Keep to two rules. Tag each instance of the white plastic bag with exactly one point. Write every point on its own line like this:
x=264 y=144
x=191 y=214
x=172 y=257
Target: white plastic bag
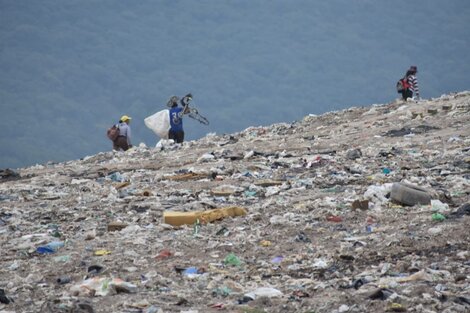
####
Reproduce every row above verbatim, omitting the picture.

Keep to two rules. Tag each instance of the white plastic bag with exactly one point. Write every point on its own line like this:
x=264 y=144
x=191 y=214
x=172 y=257
Target: white plastic bag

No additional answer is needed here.